[ale] Lab Workstation Mystery

Mon Mar 28 13:15:26 EDT 2016

I've seen this exact issue before on centos systems. My memory is just not
providing a clue on what that was.
On Mar 28, 2016 1:06 PM, "Todor Fassl" <fassl.tod at gmail.com> wrote:

> The partitions are not full. That was the first thing I checked.  I
> thought maybee someone was filling up /tmp. But I sshed to a machine while
> the root fs was mounted read-only and it wasn't full. I even set up nagios
> to watch the percent full via snmp and it never showed a problem.
>
> The root filesystem, /tmp,  and /var are on seperate partitions. But the
> reason the logs just cut off may be that when it remounts / read-only, it
> also remounts /var read-only. There is nothing unusual in the logs and then
> they just stop.

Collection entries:
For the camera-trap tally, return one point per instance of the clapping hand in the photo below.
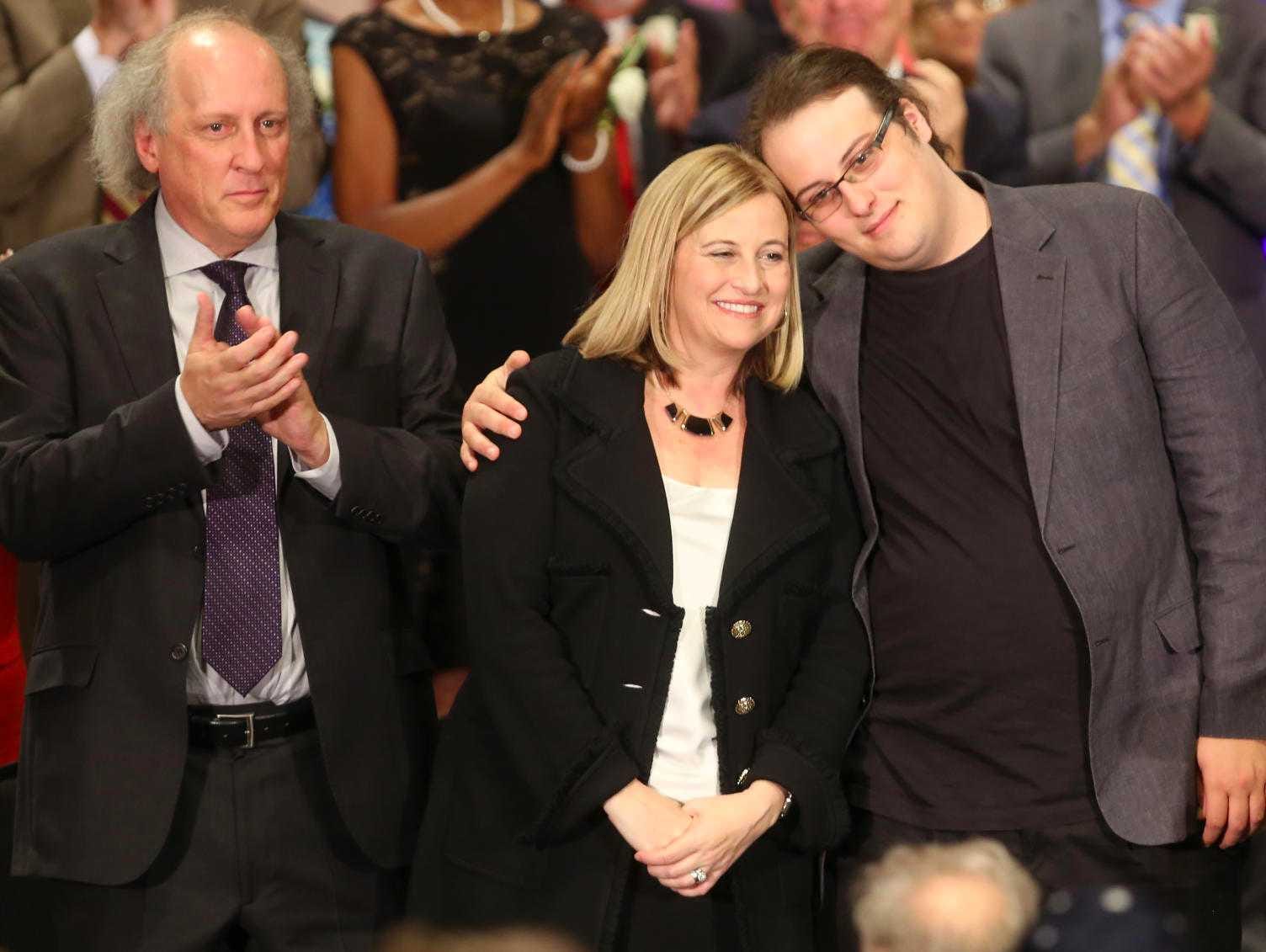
(228, 385)
(293, 419)
(1173, 67)
(721, 831)
(673, 82)
(542, 123)
(587, 92)
(646, 818)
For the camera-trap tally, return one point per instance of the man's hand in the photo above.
(295, 419)
(1231, 788)
(490, 408)
(646, 818)
(1173, 67)
(673, 82)
(947, 107)
(228, 385)
(721, 831)
(1115, 104)
(120, 23)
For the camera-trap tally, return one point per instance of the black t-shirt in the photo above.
(981, 673)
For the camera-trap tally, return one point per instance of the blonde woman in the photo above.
(666, 661)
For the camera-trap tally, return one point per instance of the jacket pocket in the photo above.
(63, 666)
(577, 608)
(799, 613)
(1180, 628)
(412, 656)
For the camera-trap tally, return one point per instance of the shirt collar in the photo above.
(183, 253)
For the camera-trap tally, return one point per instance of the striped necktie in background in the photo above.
(1135, 150)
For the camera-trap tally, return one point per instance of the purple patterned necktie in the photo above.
(242, 593)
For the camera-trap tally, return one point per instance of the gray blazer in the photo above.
(1142, 417)
(1049, 57)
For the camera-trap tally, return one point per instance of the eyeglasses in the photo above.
(823, 201)
(946, 7)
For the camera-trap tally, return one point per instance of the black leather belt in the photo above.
(250, 725)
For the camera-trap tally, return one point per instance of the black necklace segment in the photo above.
(699, 426)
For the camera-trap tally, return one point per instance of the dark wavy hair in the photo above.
(817, 72)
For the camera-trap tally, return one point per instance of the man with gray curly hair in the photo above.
(55, 61)
(969, 896)
(228, 715)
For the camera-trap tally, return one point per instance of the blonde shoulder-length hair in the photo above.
(630, 321)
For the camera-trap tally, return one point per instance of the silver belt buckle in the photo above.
(250, 727)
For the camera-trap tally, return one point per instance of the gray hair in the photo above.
(896, 907)
(140, 92)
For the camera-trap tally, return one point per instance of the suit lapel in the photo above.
(833, 370)
(136, 301)
(1032, 289)
(1080, 32)
(773, 512)
(309, 288)
(615, 474)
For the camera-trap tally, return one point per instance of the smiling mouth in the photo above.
(738, 308)
(873, 228)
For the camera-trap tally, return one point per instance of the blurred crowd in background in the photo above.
(464, 127)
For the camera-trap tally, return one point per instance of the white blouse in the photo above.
(685, 753)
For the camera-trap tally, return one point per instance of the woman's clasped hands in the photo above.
(676, 841)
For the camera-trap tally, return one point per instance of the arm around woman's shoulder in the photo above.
(803, 748)
(562, 753)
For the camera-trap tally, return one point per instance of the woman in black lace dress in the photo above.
(454, 120)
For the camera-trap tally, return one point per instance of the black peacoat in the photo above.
(569, 585)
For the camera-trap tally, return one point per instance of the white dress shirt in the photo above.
(98, 67)
(685, 763)
(183, 256)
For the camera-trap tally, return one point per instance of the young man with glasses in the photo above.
(1057, 434)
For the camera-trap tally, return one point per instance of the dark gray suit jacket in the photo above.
(1142, 418)
(1049, 57)
(99, 480)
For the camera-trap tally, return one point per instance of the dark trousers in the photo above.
(1200, 884)
(258, 859)
(656, 919)
(25, 921)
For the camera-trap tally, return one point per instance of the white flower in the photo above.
(661, 33)
(627, 93)
(1202, 23)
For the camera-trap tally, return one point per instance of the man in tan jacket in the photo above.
(55, 56)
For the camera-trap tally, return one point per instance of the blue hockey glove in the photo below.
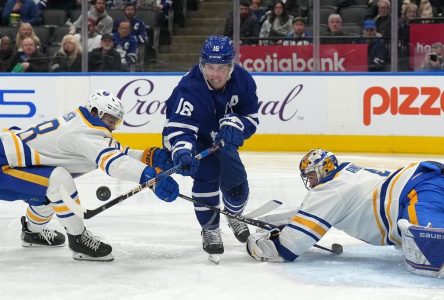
(158, 158)
(185, 158)
(231, 131)
(165, 189)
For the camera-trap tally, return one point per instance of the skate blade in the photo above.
(81, 256)
(214, 258)
(34, 245)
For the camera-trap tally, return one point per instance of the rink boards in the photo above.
(353, 112)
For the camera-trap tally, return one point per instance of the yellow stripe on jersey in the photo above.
(18, 150)
(37, 179)
(36, 158)
(310, 224)
(61, 208)
(375, 212)
(390, 196)
(35, 218)
(89, 124)
(411, 209)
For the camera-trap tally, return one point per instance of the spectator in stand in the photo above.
(298, 36)
(259, 11)
(383, 19)
(93, 37)
(163, 6)
(376, 46)
(126, 44)
(97, 12)
(278, 24)
(138, 29)
(28, 60)
(25, 30)
(105, 58)
(69, 57)
(409, 11)
(249, 25)
(26, 9)
(434, 61)
(6, 52)
(335, 30)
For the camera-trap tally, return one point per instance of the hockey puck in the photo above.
(103, 193)
(337, 249)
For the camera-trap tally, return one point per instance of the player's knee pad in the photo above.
(236, 198)
(423, 249)
(208, 193)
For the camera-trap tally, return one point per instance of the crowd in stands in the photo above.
(45, 35)
(290, 22)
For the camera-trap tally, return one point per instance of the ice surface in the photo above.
(158, 252)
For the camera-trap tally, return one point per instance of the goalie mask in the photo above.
(316, 165)
(106, 103)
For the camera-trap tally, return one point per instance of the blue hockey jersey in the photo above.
(194, 109)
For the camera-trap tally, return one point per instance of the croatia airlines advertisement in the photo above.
(289, 103)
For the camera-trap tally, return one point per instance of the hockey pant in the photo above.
(224, 171)
(39, 187)
(425, 203)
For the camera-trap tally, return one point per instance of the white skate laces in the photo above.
(89, 240)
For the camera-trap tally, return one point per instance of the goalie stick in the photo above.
(274, 231)
(89, 213)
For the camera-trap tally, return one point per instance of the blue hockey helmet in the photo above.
(316, 165)
(217, 50)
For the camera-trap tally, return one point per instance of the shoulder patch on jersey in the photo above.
(69, 116)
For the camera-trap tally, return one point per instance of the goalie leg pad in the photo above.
(423, 249)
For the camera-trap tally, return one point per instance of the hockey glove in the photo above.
(261, 248)
(165, 189)
(185, 158)
(157, 158)
(231, 132)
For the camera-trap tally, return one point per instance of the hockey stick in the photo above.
(89, 213)
(274, 231)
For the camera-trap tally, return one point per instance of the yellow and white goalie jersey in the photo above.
(76, 141)
(364, 203)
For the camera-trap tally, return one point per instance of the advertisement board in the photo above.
(334, 58)
(346, 112)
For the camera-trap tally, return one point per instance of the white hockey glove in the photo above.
(261, 248)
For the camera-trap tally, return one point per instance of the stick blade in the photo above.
(76, 208)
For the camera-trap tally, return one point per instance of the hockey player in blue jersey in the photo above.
(405, 207)
(39, 162)
(215, 101)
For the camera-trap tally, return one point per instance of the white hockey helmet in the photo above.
(106, 103)
(319, 163)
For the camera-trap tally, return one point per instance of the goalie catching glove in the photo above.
(231, 132)
(261, 248)
(165, 189)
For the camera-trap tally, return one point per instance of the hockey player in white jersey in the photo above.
(38, 161)
(405, 207)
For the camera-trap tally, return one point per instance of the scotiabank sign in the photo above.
(334, 58)
(422, 36)
(402, 100)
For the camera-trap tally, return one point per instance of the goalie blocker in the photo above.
(423, 249)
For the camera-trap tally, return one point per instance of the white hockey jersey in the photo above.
(76, 141)
(364, 203)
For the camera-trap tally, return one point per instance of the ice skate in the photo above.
(45, 238)
(85, 246)
(240, 229)
(212, 244)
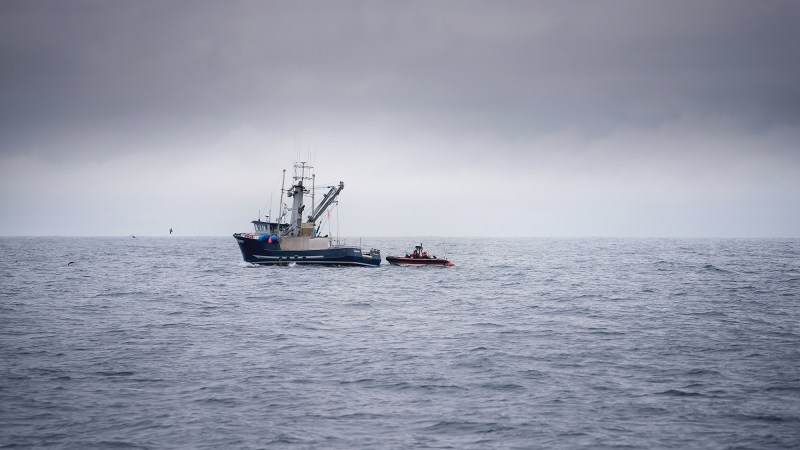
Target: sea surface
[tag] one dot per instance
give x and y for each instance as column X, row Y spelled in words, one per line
column 160, row 342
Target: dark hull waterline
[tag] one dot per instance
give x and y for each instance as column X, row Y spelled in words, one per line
column 267, row 253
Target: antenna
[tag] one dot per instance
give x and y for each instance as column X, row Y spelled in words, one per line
column 280, row 207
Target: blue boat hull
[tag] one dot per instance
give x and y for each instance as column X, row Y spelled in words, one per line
column 263, row 252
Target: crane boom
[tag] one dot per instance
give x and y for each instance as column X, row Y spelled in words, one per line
column 326, row 202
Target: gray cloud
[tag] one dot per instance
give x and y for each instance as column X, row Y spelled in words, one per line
column 595, row 90
column 490, row 67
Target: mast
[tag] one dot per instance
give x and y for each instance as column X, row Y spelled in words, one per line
column 280, row 206
column 297, row 191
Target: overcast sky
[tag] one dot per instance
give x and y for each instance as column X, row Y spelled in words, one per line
column 606, row 118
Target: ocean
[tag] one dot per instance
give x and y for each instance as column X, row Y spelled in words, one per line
column 175, row 342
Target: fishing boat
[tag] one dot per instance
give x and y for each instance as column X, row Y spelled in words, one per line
column 299, row 242
column 419, row 257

> Goals
#1 Answer these questions about the lab workstation thread:
(a) On what kind of systems had the first writer seen this issue before?
(b) What did Todor Fassl set up to watch the percent full, and through what?
(c) Which three filesystems are on separate partitions?
#2 Please carry on the lab workstation thread, starting right after its last sentence.

> The results
#1
(a) Centos systems.
(b) Nagios, via snmp.
(c) The root filesystem, /tmp, and /var.

#2
>
> On the other hand, while my memory is a little fuzzy but I am pretty sure
> that I was able to mount an nfs share from a different server when a
> machine was in the in-between state. Somebody might have been logged into
> it at the time. I'm doing all this remotely because the machines are
> several floors away.  But if it was unable to write log records, I
> shouldn't have been able to do an nfs mount at all. Next time I catch a
> machine in the in-between state, I'll check if /tmp and /var are munted
> read-only.
>
>
>
>
>
>
> On 03/28/2016 11:34 AM, Jim Kinney wrote:
>
>> The root dir is NOT NFS mounted so that's a red-herring that you can't
>> mount the /home later. If /var is not writeable, the system will hang
>> as it can't log any more. Mounting requires a log entry
>> Since it's not happening all at once to all the machines it really
>> smells like a local machine problem. Verify that the drive is not full.
>> Check to see if the affected machines are on the power circuit.
>> Is it the same 2-3 each time? If so, run memtest and badblocks. If swap
>> gets corrupted, Linux system lock up.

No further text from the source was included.